**Action item A**
Use the article on WeWork's bankruptcy to answer the questions below.
(i) What amount did Neumann's company offer in its bid to buy WeWork out of bankruptcy?
(ii) In which month and year did WeWork officially enter bankruptcy?
(iii) What value did WeWork once have?
**Action item B**
List every attorney named in the article on WeWork's bankruptcy, along with the party each one represents.

*** Passage shown

In an effort to retain a U.S. bankruptcy judge to help in his bid to reacquire a former business, WeWork founder Adam Neumann stated that WeWork’s management should be forced to engage in talks or cede control of its restructuring.

Recently, Flow Global, Neumann’s new real estate company, sought to purchase WeWork out of bankruptcy with an offer of more than $500 million. However, a late Monday court filing shows Neumann stating that WeWork has refused to engage in talks and is using its bankruptcy court case to “rubber-stamp” a deal that grants control of the company to its own “hand-picked buyers.”

Regarding Neumann’s request, he reportedly asked U.S. Bankruptcy Judge John Sherwood to consider ordering WeWork’s management to provide information to Flow Group as a condition to remain in control of the company. According to Neumann, the company’s “inexplicable” refusal is “fundamentally at odds with its obligation to maximize value” under current U.S. bankruptcy law.

On Tuesday, WeWork said that its focus is on finalizing a deal with its existing lenders to permit the company to exit from bankruptcy, a move they anticipate in “the coming weeks.” WeWork did not respond to any specific questions concerning Neumann or his bid.

WeWork officially entered into bankruptcy in November 2023, following a restructuring agreement with SoftBank, its equity backer, and its lenders. SoftBank and the company’s lenders agreed to cancel $3 billion in debt in exchange for an equity stake in the company.

Attorney for WeWork, Ciara Foster, said in a court hearing on Tuesday that no bidder had offered a better deal than the $3 billion debt restructuring. At a hearing in Newark, New Jersey, she told Sherwood, “We do not have an actual path to a sale here.”

At this time, Neumann and Flow Group have not responded to any requests for comment regarding how they intend to gain the support of WeWork’s lenders.

According to its junior creditors, which include a group of bondholders and a court-appointed creditors committee, the company is rushing to gain approval for the restructuring before the deal between WeWork and its lenders is even finalized.

In recent court filings, WeWork has attempted to address some of these concerns by providing additional details concerning its business plans and stating that it will effectively save $8 billion in future rent costs after negotiations with numerous landlords. A new valuation statement that was included in WeWork’s most recent filings shows the company is worth approximately $750 million.

Once valued at $47 billion, WeWork expanded, growing at nearly unprecedented speed initially. However, the company also racked up steep losses before finally filing for bankruptcy protection. The bulk of the company’s losses have been attributed to the COVID-19 pandemic which resulted in a steady growth of remote, work-from-home trends and ultimately soured the demand for WeWork’s shared office spaces.

The case is In re WeWork Inc, U.S. Bankruptcy Court for the District of New Jersey, No. 23-19865.

For WeWork: Ciara Foster and Steven Serajeddini of Kirkland & Ellis.

For Neumann and Flow: Alex Spiro and Susheel Kirpalani of Quinn Emanuel.

******
*** Raw data

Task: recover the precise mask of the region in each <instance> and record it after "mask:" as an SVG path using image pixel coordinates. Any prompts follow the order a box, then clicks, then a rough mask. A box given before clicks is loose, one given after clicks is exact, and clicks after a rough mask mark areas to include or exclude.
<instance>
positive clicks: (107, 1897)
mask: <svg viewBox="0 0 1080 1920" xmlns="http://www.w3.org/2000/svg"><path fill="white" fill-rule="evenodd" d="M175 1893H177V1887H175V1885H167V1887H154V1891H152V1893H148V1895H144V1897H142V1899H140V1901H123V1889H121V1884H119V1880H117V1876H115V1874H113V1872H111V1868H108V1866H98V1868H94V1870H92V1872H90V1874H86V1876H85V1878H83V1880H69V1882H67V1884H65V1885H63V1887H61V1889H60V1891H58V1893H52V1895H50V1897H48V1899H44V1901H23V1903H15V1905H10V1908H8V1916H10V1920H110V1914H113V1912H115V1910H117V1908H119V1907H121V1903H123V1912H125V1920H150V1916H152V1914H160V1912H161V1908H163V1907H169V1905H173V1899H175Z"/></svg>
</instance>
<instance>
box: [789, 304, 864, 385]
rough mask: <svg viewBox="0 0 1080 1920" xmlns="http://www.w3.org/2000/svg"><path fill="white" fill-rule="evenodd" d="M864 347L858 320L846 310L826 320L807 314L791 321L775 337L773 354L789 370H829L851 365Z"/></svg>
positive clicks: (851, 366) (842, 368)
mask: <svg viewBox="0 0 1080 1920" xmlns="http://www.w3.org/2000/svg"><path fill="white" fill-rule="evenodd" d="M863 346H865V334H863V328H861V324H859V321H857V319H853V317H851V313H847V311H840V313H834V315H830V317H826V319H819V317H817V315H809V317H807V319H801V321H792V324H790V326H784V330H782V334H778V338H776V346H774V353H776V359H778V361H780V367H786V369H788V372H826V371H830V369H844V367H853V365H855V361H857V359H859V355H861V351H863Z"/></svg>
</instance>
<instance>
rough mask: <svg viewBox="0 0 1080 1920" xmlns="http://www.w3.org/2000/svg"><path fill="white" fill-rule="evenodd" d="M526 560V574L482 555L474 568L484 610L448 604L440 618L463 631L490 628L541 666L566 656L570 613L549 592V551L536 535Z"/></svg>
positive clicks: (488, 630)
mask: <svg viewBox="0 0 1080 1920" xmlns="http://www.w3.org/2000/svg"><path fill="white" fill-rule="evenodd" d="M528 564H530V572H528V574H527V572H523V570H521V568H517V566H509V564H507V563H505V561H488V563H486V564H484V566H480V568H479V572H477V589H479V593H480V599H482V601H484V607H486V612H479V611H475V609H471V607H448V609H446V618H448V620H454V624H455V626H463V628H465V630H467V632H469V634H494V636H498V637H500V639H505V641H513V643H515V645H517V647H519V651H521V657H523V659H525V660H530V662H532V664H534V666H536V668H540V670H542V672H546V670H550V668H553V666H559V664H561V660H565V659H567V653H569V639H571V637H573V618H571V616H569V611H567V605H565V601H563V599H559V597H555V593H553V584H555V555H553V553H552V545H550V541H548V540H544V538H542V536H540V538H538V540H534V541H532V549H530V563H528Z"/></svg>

******
*** Raw data

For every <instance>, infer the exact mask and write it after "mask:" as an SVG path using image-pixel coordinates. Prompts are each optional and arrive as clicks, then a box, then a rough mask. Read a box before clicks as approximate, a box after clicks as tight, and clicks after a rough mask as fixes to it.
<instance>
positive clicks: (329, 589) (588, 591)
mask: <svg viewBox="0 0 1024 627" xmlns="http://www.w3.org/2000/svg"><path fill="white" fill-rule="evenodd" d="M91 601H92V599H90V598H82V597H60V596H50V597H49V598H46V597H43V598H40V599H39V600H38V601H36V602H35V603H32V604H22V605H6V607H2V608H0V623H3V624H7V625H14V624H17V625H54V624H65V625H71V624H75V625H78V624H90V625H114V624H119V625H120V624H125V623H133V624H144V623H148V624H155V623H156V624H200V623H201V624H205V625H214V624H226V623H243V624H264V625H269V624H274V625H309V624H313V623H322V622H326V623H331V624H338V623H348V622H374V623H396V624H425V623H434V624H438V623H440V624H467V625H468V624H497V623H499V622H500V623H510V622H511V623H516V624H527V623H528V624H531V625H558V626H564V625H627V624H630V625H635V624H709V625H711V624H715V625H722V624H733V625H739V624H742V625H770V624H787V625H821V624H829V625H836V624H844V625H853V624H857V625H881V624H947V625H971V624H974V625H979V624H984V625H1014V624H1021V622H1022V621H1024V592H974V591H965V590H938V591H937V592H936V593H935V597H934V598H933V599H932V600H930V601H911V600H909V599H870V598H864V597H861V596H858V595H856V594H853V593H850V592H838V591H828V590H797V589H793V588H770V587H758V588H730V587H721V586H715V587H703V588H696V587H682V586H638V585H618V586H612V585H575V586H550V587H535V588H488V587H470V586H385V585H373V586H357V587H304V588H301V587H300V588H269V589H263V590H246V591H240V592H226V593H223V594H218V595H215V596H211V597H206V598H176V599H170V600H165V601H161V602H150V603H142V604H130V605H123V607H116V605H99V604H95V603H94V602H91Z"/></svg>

******
*** Raw data

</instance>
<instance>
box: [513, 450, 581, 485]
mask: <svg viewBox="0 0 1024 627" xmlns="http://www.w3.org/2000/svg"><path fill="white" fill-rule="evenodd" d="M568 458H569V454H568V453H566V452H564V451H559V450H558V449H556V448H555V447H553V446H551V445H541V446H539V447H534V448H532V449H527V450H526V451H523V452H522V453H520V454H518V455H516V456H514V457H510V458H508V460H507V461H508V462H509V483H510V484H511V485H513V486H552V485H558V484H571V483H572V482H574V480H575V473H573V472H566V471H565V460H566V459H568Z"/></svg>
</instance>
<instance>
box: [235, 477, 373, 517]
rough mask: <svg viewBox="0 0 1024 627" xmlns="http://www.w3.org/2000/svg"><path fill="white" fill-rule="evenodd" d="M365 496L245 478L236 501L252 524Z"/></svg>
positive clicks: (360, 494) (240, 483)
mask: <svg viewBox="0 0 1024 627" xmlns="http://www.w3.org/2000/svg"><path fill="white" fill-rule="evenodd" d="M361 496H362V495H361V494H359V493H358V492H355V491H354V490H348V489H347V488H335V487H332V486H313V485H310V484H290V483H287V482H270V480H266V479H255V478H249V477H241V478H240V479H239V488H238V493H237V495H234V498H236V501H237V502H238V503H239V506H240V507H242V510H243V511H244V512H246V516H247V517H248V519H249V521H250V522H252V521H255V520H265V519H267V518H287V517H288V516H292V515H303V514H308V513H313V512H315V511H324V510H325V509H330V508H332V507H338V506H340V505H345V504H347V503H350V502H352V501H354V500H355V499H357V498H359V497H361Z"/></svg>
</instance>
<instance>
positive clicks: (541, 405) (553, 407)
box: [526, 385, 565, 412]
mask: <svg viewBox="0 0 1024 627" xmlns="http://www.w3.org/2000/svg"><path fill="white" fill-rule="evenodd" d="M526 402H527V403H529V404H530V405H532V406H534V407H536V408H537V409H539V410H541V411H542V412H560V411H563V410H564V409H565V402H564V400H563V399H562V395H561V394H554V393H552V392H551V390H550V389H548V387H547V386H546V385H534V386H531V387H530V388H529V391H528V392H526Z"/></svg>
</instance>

******

**Answer space A**
(i) More than $500 million
(ii) November 2023
(iii) $47 billion

**Answer space B**
Ciara Foster (WeWork)
Steven Serajeddini (WeWork)
Alex Spiro (Neumann and Flow)
Susheel Kirpalani (Neumann and Flow)